→ Compiti da svolgere:
1 - Risponda alle seguenti domande sul brano relativo alla prenotazione della vaccinazione.
(a) Secondo l'impiegato accanto alla macchinetta-totem, per quanti giorni risulta già tutto pieno?
(b) Quale messaggio ripete l'app "tu passi" a ogni opzione tentata?
(c) Quanti posti riassegnati dichiara l'impiegata al telefono di aver trovato quella mattina?
2 - Prosegua il brano sulla prenotazione della vaccinazione, riprendendo subito dopo l'ultima frase riportata.

+++ Brano selezionato +++

Cerco qualcuno a cui chiedere come si fa a prendere l’appuntamento per una vaccinazione, e dopo aver peregrinato un po’ avanti e indietro nel caos tra un ambulatorio e l’altro trovo un impiegato che vigila vicino a una macchinetta-totem che dovrebbe essere quella per prendere gli appuntamenti. Mi dice che da lì non è il caso di provare a prenotare, è già tutto pieno per oltre 75 giorni e la macchinetta non va più. Mi consiglia di scaricare l’app “tu passi”, che è l’applicazione gemella della macchinetta di cui sopra, ed effettuare la prenotazione con quella. “E’ facile, basta un minuto - mi dice - e prenota senza problemi”. Ripete lo stesso consiglio ad altri genitori che gli rivolgono la stessa domanda, nella ressa di mamme e bimbi in attesa, tra carrozzine e passeggini, il tutto in questo strano posto mezzo al chiuso e mezzo all’aperto. Ma pure d’inverno bisogna tenere lì i bimbi in attesa?

Torno a casa e scarico l’app, mi registro, eseguo il login, trovo - tra i tanti uffici sparsi per l’Italia ai quali è possibile prenotarsi grazie a questo dispositivo - il Centro Vaccinale di via Dina Galli e provo a effettuare la prenotazione: “servizio non disponibile” ripete l’app a ogni opzione tentata. Cerco il numero di telefono del poliambulatorio e chiamo. Quando non è occupato risponde un disco che dice, testuale: “Salve, in questo momento non possiamo rispondere alla sua chiamata e non è possibile lasciare messaggi. Provi a richiamare più tardi”. Grazie infinite, eh. Richiamo più tardi, e poi più tardi ancora, più di una volta, finché un’impiegata risponde. Le chiedo delucidazioni: sono venuto di persona a fare una prenotazione e un tale mi ha detto che posso farla solo via app, poi l’app non mi consente di fare la prenotazione, che gioco è?

- Eh, ma è tutto pieno fino a chissà quando, lei riprovi con l’app, magari a orari strani, tipo di notte. Se capita qualche disdetta il sistema le riassegna subito quel posto. Pensi che stamattina abbiamo trovato ben cinque posti riassegnati in questo modo...

Cinque posti, me’ cojoni! (lo penso ma non lo dico). E penso anche alle mamme che combattono di notte per un posto libero, con lo smartphone in mano. E anche all’impiegato che raccontava fregnacce agli utenti (“con l’app è facile, basta un minuto”, come no...) solo per spurgare i corridoi intasati. Intanto l’impiegata al telefono prosegue:

- Poi ogni giorno si liberano i posti dell’ultimo giorno...

+++ Dati forniti +++

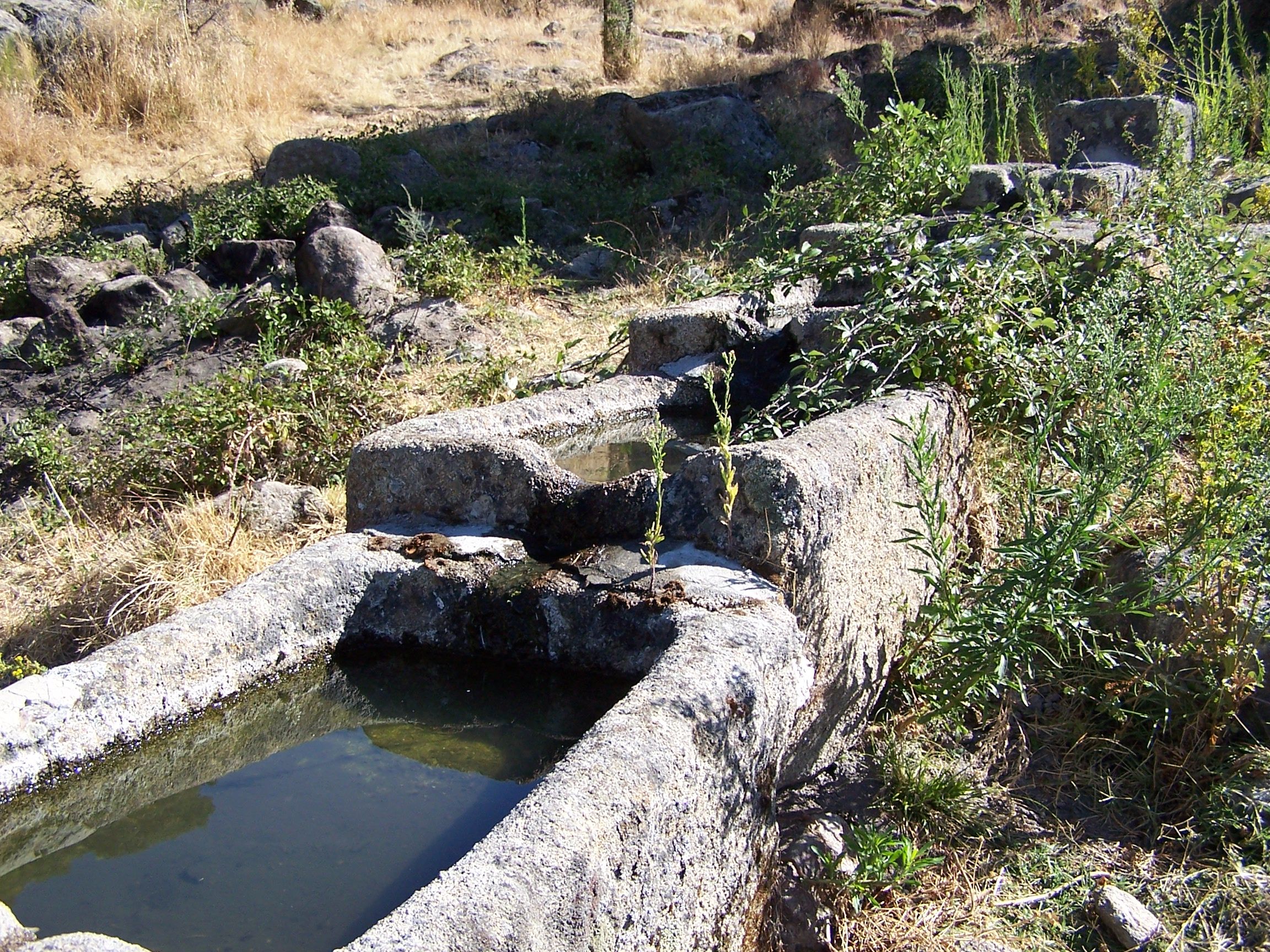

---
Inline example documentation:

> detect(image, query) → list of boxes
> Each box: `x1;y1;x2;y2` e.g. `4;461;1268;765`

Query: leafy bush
188;176;335;258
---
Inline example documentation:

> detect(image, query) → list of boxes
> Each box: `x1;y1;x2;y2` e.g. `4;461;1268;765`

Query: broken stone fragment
1090;885;1165;948
212;480;333;536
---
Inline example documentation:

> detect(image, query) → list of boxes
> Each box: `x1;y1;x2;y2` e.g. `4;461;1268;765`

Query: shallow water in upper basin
556;418;710;483
0;657;625;952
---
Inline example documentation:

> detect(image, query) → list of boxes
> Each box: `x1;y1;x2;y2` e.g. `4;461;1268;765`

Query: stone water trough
0;355;969;952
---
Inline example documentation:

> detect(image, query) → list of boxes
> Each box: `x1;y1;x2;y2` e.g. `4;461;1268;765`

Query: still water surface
0;657;625;952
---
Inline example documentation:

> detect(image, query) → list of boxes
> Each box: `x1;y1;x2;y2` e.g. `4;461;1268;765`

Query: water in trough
0;655;626;952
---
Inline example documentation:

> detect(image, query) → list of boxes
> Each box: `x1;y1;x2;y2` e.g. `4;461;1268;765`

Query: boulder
1048;95;1196;165
1049;163;1145;209
957;163;1056;210
305;198;357;235
212;480;333;536
207;239;296;284
26;255;137;315
155;268;212;300
1090;885;1165;948
0;9;30;47
0;317;41;350
296;225;396;316
264;138;362;185
622;295;776;373
384;149;440;194
159;214;195;256
369;297;467;358
90;222;155;245
83;274;171;324
617;88;781;176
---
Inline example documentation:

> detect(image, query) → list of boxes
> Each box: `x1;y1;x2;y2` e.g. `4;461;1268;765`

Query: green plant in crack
710;350;740;550
643;420;671;592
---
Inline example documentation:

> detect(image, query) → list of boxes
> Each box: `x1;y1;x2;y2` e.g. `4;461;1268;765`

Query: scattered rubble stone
296;225;396;316
1090;885;1165;948
212;480;333;536
264;138;362;185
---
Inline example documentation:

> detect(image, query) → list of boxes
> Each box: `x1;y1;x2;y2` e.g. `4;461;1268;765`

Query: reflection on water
0;657;625;952
556;418;710;483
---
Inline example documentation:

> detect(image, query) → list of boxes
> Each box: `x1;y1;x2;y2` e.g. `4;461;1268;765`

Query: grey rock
450;62;499;89
0;8;30;47
26;255;137;315
1046;95;1196;165
264;138;362;185
781;814;855;880
564;247;615;280
62;410;101;437
618;90;781;176
1052;163;1145;209
368;297;467;358
213;480;331;536
0;317;41;350
383;149;440;193
81;274;171;324
1090;885;1165;948
18;307;94;360
296;225;396;316
159;214;195;258
92;222;156;245
155;268;212;301
622;295;776;373
305;198;357;235
957;163;1056;209
0;904;36;952
21;932;146;952
207;239;296;284
1221;175;1270;209
260;356;309;381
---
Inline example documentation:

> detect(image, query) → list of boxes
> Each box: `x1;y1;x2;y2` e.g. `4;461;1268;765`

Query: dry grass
0;486;344;664
0;0;792;207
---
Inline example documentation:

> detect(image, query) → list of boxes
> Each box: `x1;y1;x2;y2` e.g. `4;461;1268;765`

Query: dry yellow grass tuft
0;486;344;664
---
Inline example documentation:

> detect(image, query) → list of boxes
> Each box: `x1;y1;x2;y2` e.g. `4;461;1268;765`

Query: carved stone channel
0;368;969;952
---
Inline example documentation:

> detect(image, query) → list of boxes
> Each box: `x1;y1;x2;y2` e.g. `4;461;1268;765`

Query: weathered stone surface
26;255;137;315
155;268;212;300
305;198;357;235
1090;885;1165;948
1221;175;1270;209
957;163;1057;209
348;377;705;531
1050;163;1145;209
617;88;781;176
214;480;333;536
296;225;396;316
0;902;36;952
81;274;171;324
207;239;296;284
0;536;523;797
347;570;809;952
0;9;30;47
384;149;440;196
92;222;155;245
21;932;146;952
368;297;467;359
0;317;41;350
19;307;93;360
1048;95;1195;165
622;295;778;373
264;138;362;185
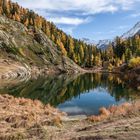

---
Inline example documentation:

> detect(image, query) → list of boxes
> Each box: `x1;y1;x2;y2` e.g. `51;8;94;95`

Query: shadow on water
0;73;138;115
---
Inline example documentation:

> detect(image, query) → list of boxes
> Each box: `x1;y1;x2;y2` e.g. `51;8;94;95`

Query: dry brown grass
0;95;66;136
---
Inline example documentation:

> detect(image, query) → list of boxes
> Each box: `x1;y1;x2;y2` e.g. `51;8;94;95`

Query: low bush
129;57;140;68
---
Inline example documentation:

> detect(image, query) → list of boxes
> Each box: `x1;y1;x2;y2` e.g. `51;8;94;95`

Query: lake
0;73;139;115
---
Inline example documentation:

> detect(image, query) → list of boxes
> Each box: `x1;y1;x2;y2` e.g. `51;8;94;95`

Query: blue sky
13;0;140;41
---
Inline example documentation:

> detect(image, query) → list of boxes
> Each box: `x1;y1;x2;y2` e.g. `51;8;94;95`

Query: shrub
129;57;140;68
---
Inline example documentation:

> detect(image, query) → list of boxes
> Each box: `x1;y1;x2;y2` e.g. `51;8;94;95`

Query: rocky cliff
0;16;81;78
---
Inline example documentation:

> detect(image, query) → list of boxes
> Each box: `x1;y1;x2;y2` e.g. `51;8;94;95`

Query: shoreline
0;95;140;140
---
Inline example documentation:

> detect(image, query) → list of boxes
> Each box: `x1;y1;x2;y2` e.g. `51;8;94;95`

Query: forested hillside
0;0;100;66
0;0;140;69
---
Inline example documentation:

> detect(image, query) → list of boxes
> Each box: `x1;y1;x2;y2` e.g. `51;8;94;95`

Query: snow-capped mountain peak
121;22;140;39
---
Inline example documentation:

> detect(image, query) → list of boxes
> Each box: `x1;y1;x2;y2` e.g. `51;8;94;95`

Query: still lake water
0;74;139;115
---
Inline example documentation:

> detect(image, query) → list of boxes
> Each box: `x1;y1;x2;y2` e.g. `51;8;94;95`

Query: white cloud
130;13;140;18
13;0;140;14
48;17;89;25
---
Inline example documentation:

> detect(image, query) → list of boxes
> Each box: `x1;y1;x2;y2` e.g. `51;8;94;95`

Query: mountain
82;38;112;50
121;22;140;39
0;16;81;77
96;39;112;50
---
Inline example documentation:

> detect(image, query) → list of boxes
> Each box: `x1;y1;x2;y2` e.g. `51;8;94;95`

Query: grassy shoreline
0;95;140;140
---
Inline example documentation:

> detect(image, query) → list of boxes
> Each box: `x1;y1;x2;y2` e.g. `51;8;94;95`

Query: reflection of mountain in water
0;74;138;106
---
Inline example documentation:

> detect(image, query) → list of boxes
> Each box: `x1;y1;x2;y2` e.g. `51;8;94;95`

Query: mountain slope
0;16;81;79
121;22;140;39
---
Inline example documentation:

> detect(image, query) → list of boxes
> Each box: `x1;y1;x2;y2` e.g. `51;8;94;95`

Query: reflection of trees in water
1;74;138;106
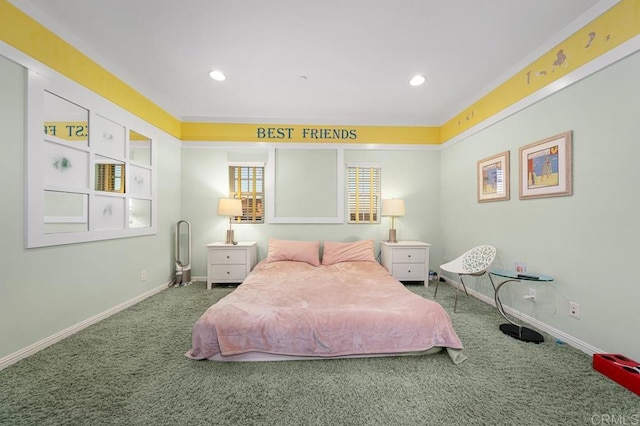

+++

→ Sezione risposte:
1 -
(a) Per oltre 75 giorni.
(b) "servizio non disponibile".
(c) Cinque posti.

2 -
Io balbetto che non ho capito, lei me lo rispiega meglio:

- Sì, il sistema può prenotare fino al massimo a settantasette giorni di distanza, quindi ogni giorno che passa si riaprono le prenotazioni per il settantasettesimo giorno, che mi sa che ormai è dopo ferragosto. Ma lei continui a provare, provi, vedrà che prima o poi…

Finisce la frase con un sospiro. Praticamente, un genitore dovrebbe passare i prossimi giorni/settimane/mesi tentando di prenotarsi con l’app, connettendosi nottetempo (sempre che sappia usare l’app, altrimenti dovrebbe andare lì di persona nei prossimi giorni/settimane/mesi) nella speranza che si liberi un buco. Tutta una questione di rapidità, a chi tocca tocca. Ripenso alla scena di “C’eravamo tanto amati” con la veglia notturna per l’iscrizione alle scuole elementari, nella Roma di fine anni ‘60. E’ la prima immagine che mi torna in mente, e mi viene da sorridere pensando a Stefania Sandrelli e Nino Manfredi con lo smartphone in mano, che tentano di fare il login sull’app per le prenotazioni, ma nella sostanza sempre lì, sempre in coda, cinquant’anni dopo, nel tentativo di fare quello che prima ancora di un obbligo sarebbe un diritto, all’istruzione primaria come alle vaccinazioni. Prima di riattaccare il telefono l’impiegata mi avvisa:

- Si ricordi che sopra i due anni il meningococco B non lo facciamo, deve andare dal suo pediatra, chieda se glielo fa a pagamento!

Ma come “se”? Diventa obbligatorio per andare a scuola e voi non lo fate? E poi, come farete a vaccinare tutti prima dell’apertura delle scuole, se già non c’è più posto praticamente fino a settembre? Lei sospira di nuovo.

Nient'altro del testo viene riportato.